» **Task details**
Can you rewrite all of the data below, changing every "rough mask" to "coarse mask" and leaving everything else untouched, with the pictures omitted?

----

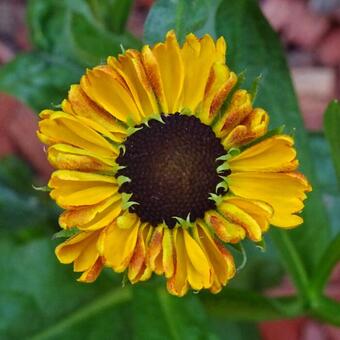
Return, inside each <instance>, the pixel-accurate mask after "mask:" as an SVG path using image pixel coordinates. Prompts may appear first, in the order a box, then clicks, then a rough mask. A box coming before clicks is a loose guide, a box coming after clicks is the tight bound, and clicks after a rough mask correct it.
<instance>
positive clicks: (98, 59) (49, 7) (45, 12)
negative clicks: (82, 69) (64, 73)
mask: <svg viewBox="0 0 340 340" xmlns="http://www.w3.org/2000/svg"><path fill="white" fill-rule="evenodd" d="M125 2H126V1H121V2H120V4H118V2H117V3H116V5H115V6H114V4H113V2H112V1H109V2H107V1H106V2H103V1H101V2H100V3H99V2H97V5H96V10H97V12H98V11H100V12H101V13H106V15H111V17H110V22H116V20H114V19H113V18H114V16H113V15H112V13H111V14H109V12H108V11H109V10H110V8H108V6H109V5H110V4H111V5H112V6H114V7H113V8H117V9H121V11H123V10H124V8H123V7H124V5H123V3H125ZM121 7H122V8H121ZM113 8H111V9H113ZM97 14H98V13H97ZM28 19H29V24H30V27H31V39H32V42H33V43H34V44H35V46H36V47H38V48H39V49H42V50H45V51H48V52H50V53H52V54H54V55H62V56H63V57H64V58H66V59H70V60H72V61H73V62H76V63H79V64H81V65H83V66H94V65H98V64H101V63H103V62H105V60H106V58H107V57H108V56H109V55H116V54H118V53H119V52H120V45H121V44H122V45H123V46H125V47H126V48H131V47H138V46H139V43H138V40H136V39H135V38H133V37H132V36H131V35H130V34H128V33H124V32H121V31H120V30H119V32H112V31H110V30H109V29H108V28H107V27H106V24H107V21H104V22H102V21H98V18H96V17H95V14H94V13H93V11H91V7H90V6H89V5H88V3H87V2H86V1H85V0H73V1H66V0H63V1H54V0H46V1H40V0H31V1H30V2H29V7H28ZM118 21H119V20H118Z"/></svg>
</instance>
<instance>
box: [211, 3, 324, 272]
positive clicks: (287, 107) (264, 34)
mask: <svg viewBox="0 0 340 340" xmlns="http://www.w3.org/2000/svg"><path fill="white" fill-rule="evenodd" d="M216 32H217V35H218V36H219V35H223V36H224V37H225V39H226V41H227V43H228V55H227V62H228V64H229V65H230V67H231V68H232V69H233V70H234V71H236V72H240V71H243V70H246V74H247V81H248V82H246V83H245V85H246V86H248V87H250V86H251V83H252V81H253V80H254V79H255V78H256V77H257V76H259V75H262V82H261V87H260V89H259V92H258V95H257V98H256V103H255V104H256V105H259V106H261V107H264V108H265V109H266V110H268V112H269V114H270V117H271V122H272V126H273V127H277V126H280V125H282V124H285V125H286V127H287V128H288V131H289V130H293V129H296V144H297V148H298V151H299V154H298V156H299V159H300V163H301V168H302V171H303V172H304V173H305V174H306V175H307V177H308V178H309V179H310V180H311V182H312V185H313V192H312V193H310V194H308V200H307V202H306V207H305V210H304V219H305V223H304V225H303V226H300V227H299V228H297V229H296V230H294V231H291V232H290V233H289V234H290V235H289V237H291V241H292V242H293V243H294V246H295V247H297V250H298V253H299V256H301V258H302V259H303V263H304V265H306V267H307V269H308V271H309V272H311V271H312V268H313V267H315V265H316V263H317V262H318V260H319V258H320V256H321V254H322V252H323V250H324V249H325V247H326V245H327V242H328V240H329V236H330V229H329V227H328V219H327V215H326V213H325V208H324V206H323V204H321V203H320V202H321V197H320V192H319V189H318V186H317V181H316V178H315V175H314V172H313V168H312V163H313V162H312V157H311V155H310V151H309V147H308V139H307V136H306V132H305V130H304V127H303V123H302V119H301V115H300V112H299V109H298V105H297V101H296V97H295V95H294V90H293V87H292V83H291V79H290V77H289V72H288V67H287V64H286V61H285V58H284V54H283V51H282V48H281V46H280V43H279V39H278V37H277V35H276V34H275V33H274V31H273V30H272V28H271V27H270V25H269V24H268V22H267V21H266V19H265V18H264V16H263V15H262V13H261V11H260V9H259V7H258V4H257V2H256V1H254V0H228V1H227V0H225V1H223V2H222V3H221V5H220V7H219V8H218V11H217V17H216ZM320 226H322V227H320ZM283 233H287V231H283ZM315 235H317V237H318V242H317V243H315ZM282 251H283V252H284V249H283V250H282Z"/></svg>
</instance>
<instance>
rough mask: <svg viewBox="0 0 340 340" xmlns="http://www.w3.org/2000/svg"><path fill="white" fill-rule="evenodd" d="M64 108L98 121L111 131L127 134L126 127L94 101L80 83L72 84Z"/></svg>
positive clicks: (97, 122)
mask: <svg viewBox="0 0 340 340" xmlns="http://www.w3.org/2000/svg"><path fill="white" fill-rule="evenodd" d="M62 108H63V110H64V111H65V112H68V113H73V114H75V115H77V116H81V117H84V118H88V119H90V120H92V121H94V122H97V123H98V124H100V125H101V126H103V127H105V128H106V129H107V130H108V131H110V132H113V133H117V134H124V135H126V127H125V126H124V125H122V124H120V123H119V122H118V121H117V119H115V118H114V117H113V116H112V115H111V114H110V113H108V112H107V111H105V110H104V109H103V108H101V107H100V106H98V105H97V104H96V103H95V102H94V101H92V100H91V99H90V98H89V97H88V96H87V95H86V94H85V92H84V91H83V90H82V88H81V87H80V85H72V86H71V88H70V91H69V93H68V100H67V101H65V102H63V106H62ZM68 110H69V111H71V112H69V111H68Z"/></svg>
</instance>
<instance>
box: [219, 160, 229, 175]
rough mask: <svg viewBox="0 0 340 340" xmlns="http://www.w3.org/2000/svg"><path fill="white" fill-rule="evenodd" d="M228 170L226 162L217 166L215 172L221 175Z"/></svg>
mask: <svg viewBox="0 0 340 340" xmlns="http://www.w3.org/2000/svg"><path fill="white" fill-rule="evenodd" d="M229 169H230V168H229V164H228V162H224V163H222V164H221V165H219V166H218V167H217V169H216V171H217V173H218V174H221V173H223V172H224V171H225V170H229Z"/></svg>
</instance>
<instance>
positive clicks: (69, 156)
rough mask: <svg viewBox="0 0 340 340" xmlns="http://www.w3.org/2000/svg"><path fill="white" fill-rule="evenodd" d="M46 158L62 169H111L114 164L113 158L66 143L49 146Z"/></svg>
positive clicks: (110, 169)
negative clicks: (82, 148) (73, 145)
mask: <svg viewBox="0 0 340 340" xmlns="http://www.w3.org/2000/svg"><path fill="white" fill-rule="evenodd" d="M48 160H49V162H50V163H51V164H52V165H53V166H54V167H55V168H57V169H64V170H80V171H112V170H113V168H114V166H115V161H114V158H105V157H101V156H99V155H97V154H95V153H94V152H91V151H87V150H83V149H80V148H76V147H74V146H71V145H67V144H54V145H52V146H50V147H49V148H48Z"/></svg>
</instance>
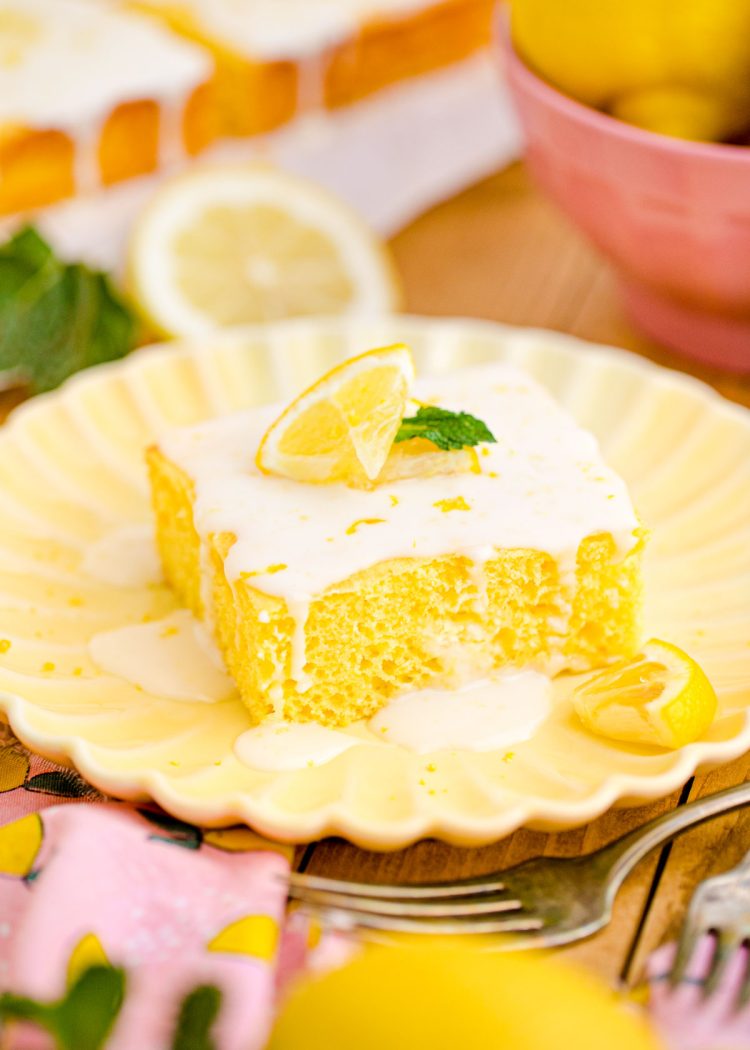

----

» **Expected answer**
Return, inside each <instance>, the pixel-accurate mask after "mask:" as an SVG path using image pixel coordinates. Prompts may appear first, in the order a box, then clicks, then a coarse mask. A box coming before clicks is a loose guide, a box coming after clicks is the tight bound, and clicks after a coarse mask correct it.
<instance>
positive clicks: (98, 59) (49, 7) (45, 12)
negative clicks: (82, 69) (64, 73)
mask: <svg viewBox="0 0 340 340" xmlns="http://www.w3.org/2000/svg"><path fill="white" fill-rule="evenodd" d="M125 2H126V1H121V2H120V4H118V2H117V3H116V5H115V6H114V4H113V2H112V1H109V2H107V1H106V2H103V1H101V2H100V3H99V2H97V5H96V10H97V12H98V11H100V12H101V13H106V15H111V17H110V22H116V20H114V19H113V18H114V16H113V15H112V13H111V14H109V12H108V11H109V10H110V8H108V6H109V5H110V4H111V5H112V6H114V7H113V8H117V9H121V11H123V10H124V8H123V7H124V5H123V3H125ZM121 7H122V8H121ZM113 8H111V9H113ZM97 14H98V13H97ZM28 19H29V24H30V27H31V39H32V42H33V43H34V44H35V46H36V47H38V48H39V49H42V50H45V51H48V52H50V53H52V54H54V55H62V56H63V57H64V58H66V59H70V60H72V61H73V62H76V63H79V64H81V65H83V66H94V65H98V64H101V63H103V62H105V60H106V58H107V57H108V56H109V55H116V54H118V53H119V52H120V45H121V44H122V45H123V46H125V47H126V48H131V47H138V46H139V43H138V40H136V39H135V38H133V37H132V36H131V35H130V34H128V33H124V32H121V31H120V30H119V32H112V31H110V30H109V29H108V28H107V27H106V24H107V21H104V22H102V21H98V18H96V17H95V14H94V13H93V11H91V7H90V6H89V5H88V3H87V2H86V1H85V0H73V1H66V0H63V1H54V0H46V1H40V0H31V1H30V2H29V7H28ZM118 21H119V20H118Z"/></svg>
</instance>
<instance>
box: [211, 3, 324, 272]
positive clicks: (287, 107) (264, 34)
mask: <svg viewBox="0 0 340 340" xmlns="http://www.w3.org/2000/svg"><path fill="white" fill-rule="evenodd" d="M216 32H217V35H218V36H219V35H223V36H224V37H225V39H226V41H227V43H228V55H227V62H228V64H229V65H230V67H231V68H232V69H233V70H234V71H236V72H240V71H243V70H246V74H247V81H248V82H246V83H245V85H246V86H248V87H250V86H251V83H252V81H253V80H254V79H255V78H256V77H257V76H259V75H262V82H261V87H260V89H259V92H258V95H257V98H256V103H255V104H256V105H259V106H261V107H264V108H265V109H266V110H268V112H269V114H270V117H271V122H272V126H273V127H277V126H280V125H282V124H285V125H286V127H287V128H288V131H289V130H293V129H296V144H297V148H298V151H299V154H298V156H299V159H300V163H301V168H302V171H303V172H304V173H305V174H306V175H307V177H308V178H309V179H310V180H311V182H312V185H313V192H312V193H310V194H308V200H307V202H306V207H305V210H304V219H305V223H304V225H303V226H300V227H299V228H297V229H296V230H294V231H291V232H290V233H289V234H290V235H289V237H291V241H292V242H293V243H294V246H295V247H297V250H298V253H299V256H301V258H302V259H303V263H304V265H306V267H307V269H308V271H309V272H311V271H312V268H313V267H315V265H316V263H317V262H318V260H319V258H320V256H321V254H322V252H323V250H324V249H325V247H326V245H327V242H328V240H329V236H330V229H329V227H328V219H327V215H326V213H325V208H324V206H323V204H321V203H320V202H321V197H320V192H319V189H318V186H317V181H316V178H315V175H314V172H313V168H312V163H313V162H312V157H311V155H310V151H309V147H308V139H307V136H306V132H305V130H304V127H303V123H302V119H301V115H300V112H299V109H298V105H297V101H296V97H295V95H294V90H293V87H292V83H291V79H290V77H289V72H288V67H287V64H286V61H285V58H284V54H283V51H282V48H281V46H280V43H279V39H278V37H277V35H276V34H275V33H274V31H273V30H272V28H271V27H270V25H269V24H268V22H267V21H266V19H265V18H264V16H263V15H262V13H261V11H260V9H259V7H258V4H257V2H256V1H254V0H228V1H227V0H225V1H223V2H222V3H221V5H220V7H219V8H218V11H217V17H216ZM320 226H322V227H320ZM283 233H287V231H283ZM315 235H317V237H318V242H317V243H315ZM282 251H283V252H284V249H283V250H282Z"/></svg>
</instance>
<instance>
coarse mask: <svg viewBox="0 0 340 340" xmlns="http://www.w3.org/2000/svg"><path fill="white" fill-rule="evenodd" d="M64 108L98 121L111 131L127 134L126 127L94 101L80 83L72 84Z"/></svg>
positive clicks: (97, 122)
mask: <svg viewBox="0 0 340 340" xmlns="http://www.w3.org/2000/svg"><path fill="white" fill-rule="evenodd" d="M62 108H63V110H64V111H65V112H68V113H73V114H75V115H77V116H81V117H84V118H88V119H90V120H92V121H94V122H97V123H98V124H100V125H101V126H103V127H105V128H106V129H107V130H108V131H110V132H113V133H117V134H124V135H126V127H125V126H124V125H122V124H120V123H119V122H118V121H117V119H115V118H114V117H113V116H112V115H111V114H110V113H108V112H107V111H105V110H104V109H103V108H101V107H100V106H98V105H97V104H96V103H95V102H94V101H92V100H91V99H90V98H89V97H88V96H87V95H86V94H85V92H84V91H83V90H82V88H81V87H80V85H72V86H71V88H70V91H69V93H68V100H67V101H65V102H63V106H62ZM68 110H69V111H71V112H69V111H68Z"/></svg>
</instance>
<instance>
box: [219, 160, 229, 175]
coarse mask: <svg viewBox="0 0 340 340" xmlns="http://www.w3.org/2000/svg"><path fill="white" fill-rule="evenodd" d="M228 170L226 162L217 166L215 172L221 175Z"/></svg>
mask: <svg viewBox="0 0 340 340" xmlns="http://www.w3.org/2000/svg"><path fill="white" fill-rule="evenodd" d="M229 169H230V168H229V164H228V162H224V163H222V164H221V165H219V166H218V167H217V169H216V171H217V173H218V174H221V173H223V172H224V171H225V170H229Z"/></svg>
</instance>
<instance>
positive clicks: (69, 156)
coarse mask: <svg viewBox="0 0 340 340" xmlns="http://www.w3.org/2000/svg"><path fill="white" fill-rule="evenodd" d="M46 158L62 169H111L114 164L113 158L66 143L49 146Z"/></svg>
positive clicks: (110, 169)
negative clicks: (82, 148) (73, 145)
mask: <svg viewBox="0 0 340 340" xmlns="http://www.w3.org/2000/svg"><path fill="white" fill-rule="evenodd" d="M48 160H49V162H50V163H51V164H52V165H53V166H54V167H55V168H57V169H64V170H80V171H112V170H113V168H114V166H115V161H114V158H105V157H101V156H99V155H97V154H95V153H94V152H91V151H87V150H83V149H80V148H76V147H74V146H71V145H67V144H54V145H52V146H50V147H49V148H48Z"/></svg>
</instance>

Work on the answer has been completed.